Do this:
Please output the records below line for line without any changes, leaving out the pictures.

Point annotation records:

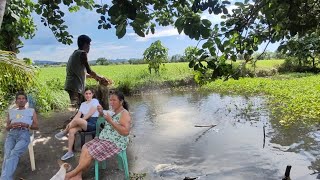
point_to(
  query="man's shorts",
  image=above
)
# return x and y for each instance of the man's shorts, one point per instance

Solution:
point_to(
  query="man's shorts",
  image=above
)
# return x and y for each instance of the man's shorts, one point per instance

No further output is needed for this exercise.